**** Provided information ****

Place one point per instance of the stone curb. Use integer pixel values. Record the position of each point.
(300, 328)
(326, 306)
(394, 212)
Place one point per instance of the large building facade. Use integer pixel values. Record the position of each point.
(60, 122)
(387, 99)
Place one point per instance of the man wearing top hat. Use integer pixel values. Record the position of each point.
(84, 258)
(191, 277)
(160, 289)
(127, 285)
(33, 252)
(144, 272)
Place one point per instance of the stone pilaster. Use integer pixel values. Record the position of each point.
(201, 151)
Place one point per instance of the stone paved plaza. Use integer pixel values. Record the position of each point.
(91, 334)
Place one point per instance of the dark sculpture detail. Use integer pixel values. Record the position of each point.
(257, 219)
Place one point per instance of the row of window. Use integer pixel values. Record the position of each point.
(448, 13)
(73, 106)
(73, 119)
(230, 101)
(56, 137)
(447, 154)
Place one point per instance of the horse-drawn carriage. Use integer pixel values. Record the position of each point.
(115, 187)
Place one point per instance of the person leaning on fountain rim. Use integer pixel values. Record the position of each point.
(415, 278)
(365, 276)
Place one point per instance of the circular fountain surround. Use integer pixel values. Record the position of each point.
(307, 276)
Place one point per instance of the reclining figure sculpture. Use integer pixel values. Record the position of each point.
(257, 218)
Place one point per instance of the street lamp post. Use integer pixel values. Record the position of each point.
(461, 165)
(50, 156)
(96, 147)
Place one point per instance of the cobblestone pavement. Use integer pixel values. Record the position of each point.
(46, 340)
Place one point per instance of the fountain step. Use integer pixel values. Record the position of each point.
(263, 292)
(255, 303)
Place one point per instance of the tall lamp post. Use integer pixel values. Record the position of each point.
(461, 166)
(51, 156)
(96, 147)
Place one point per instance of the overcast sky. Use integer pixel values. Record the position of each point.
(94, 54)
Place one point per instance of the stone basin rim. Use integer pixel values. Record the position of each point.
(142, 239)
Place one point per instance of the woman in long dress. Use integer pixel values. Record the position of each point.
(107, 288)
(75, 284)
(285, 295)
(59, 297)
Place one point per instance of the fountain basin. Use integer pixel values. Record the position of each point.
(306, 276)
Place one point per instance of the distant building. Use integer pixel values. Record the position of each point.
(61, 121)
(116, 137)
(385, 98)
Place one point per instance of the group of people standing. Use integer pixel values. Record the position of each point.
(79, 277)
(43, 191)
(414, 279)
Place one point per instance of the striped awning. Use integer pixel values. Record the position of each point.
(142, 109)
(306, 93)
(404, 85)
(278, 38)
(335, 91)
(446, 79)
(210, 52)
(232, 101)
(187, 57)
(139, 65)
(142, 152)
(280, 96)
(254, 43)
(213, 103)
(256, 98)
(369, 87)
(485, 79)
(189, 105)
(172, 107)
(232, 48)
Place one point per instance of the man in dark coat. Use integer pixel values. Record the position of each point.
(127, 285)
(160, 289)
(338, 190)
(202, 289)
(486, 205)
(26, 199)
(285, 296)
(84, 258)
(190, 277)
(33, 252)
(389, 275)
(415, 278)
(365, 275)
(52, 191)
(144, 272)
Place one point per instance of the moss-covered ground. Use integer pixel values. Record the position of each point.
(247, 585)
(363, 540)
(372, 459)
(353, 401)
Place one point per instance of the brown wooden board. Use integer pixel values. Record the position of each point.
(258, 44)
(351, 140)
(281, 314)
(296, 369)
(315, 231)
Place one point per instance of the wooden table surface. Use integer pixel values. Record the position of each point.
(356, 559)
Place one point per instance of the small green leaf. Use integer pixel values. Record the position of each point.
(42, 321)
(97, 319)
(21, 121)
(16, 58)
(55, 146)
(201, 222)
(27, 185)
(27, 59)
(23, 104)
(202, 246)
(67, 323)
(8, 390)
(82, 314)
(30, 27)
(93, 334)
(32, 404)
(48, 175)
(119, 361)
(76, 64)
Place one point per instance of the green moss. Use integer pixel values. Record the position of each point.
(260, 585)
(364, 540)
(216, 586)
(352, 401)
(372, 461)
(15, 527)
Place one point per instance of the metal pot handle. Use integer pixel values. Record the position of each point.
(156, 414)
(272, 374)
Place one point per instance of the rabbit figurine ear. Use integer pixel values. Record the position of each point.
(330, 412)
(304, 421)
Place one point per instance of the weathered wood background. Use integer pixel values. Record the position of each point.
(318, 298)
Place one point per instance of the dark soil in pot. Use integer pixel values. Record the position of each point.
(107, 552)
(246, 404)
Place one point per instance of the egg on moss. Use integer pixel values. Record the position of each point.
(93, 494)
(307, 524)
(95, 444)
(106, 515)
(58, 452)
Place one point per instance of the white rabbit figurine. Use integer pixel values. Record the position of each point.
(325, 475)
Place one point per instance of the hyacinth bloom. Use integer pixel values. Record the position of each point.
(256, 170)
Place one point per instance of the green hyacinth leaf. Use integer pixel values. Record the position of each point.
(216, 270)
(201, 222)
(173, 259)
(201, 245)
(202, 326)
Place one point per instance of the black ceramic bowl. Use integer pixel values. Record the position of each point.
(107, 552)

****

Lay out as a numbered list the lines running from the one containing "Place one point per instance of the black" through the end of the rows, both included, and leave out any blank lines.

**Correct response**.
1. Place one point per instance of the black ceramic bowl. Use integer pixel values. Record the position of each point.
2. (107, 552)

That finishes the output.